◆ **ABOUT THIS TASK**: Please restate the entries below word for word, leaving out any pictures.

SOURCE RECORDS Block Start

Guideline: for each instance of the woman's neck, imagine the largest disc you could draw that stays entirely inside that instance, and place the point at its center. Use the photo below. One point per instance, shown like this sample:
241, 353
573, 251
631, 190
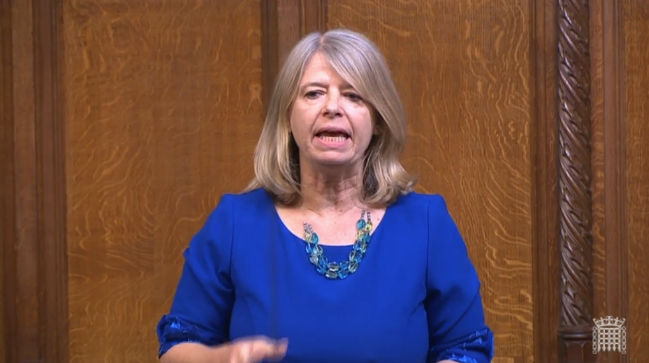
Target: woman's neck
321, 194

SOURCE RECORDS Block End

◆ **REPLY**:
Guideline: for each instance of the woman's neck, imagine the largest disc you could draw that stays entirely inside that instance, and place the point at its center. Use the photo below. One point per instance, shown like this sample:
241, 353
573, 251
631, 190
Target: woman's neck
321, 194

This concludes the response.